**Referring expression data**
****************

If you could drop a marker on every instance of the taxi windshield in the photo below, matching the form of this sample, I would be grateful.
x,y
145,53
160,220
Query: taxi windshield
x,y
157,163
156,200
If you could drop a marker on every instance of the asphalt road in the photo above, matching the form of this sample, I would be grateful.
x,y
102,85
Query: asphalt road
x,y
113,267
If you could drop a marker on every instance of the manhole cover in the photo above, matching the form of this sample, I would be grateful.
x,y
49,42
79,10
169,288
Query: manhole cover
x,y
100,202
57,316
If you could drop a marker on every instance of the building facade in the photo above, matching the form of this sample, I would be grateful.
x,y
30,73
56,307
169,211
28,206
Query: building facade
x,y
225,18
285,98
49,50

****************

**PROBLEM DESCRIPTION**
Look above for the line with "of the building", then copy it and each later line exactly, stopping at the last line of the records.

**EXPECTED ANSWER**
If you could drop a marker on every instance of the building facade in the photo above, matching the form of this sample, I would be grateful.
x,y
30,73
56,307
169,211
28,206
Query: building facade
x,y
225,18
285,98
49,50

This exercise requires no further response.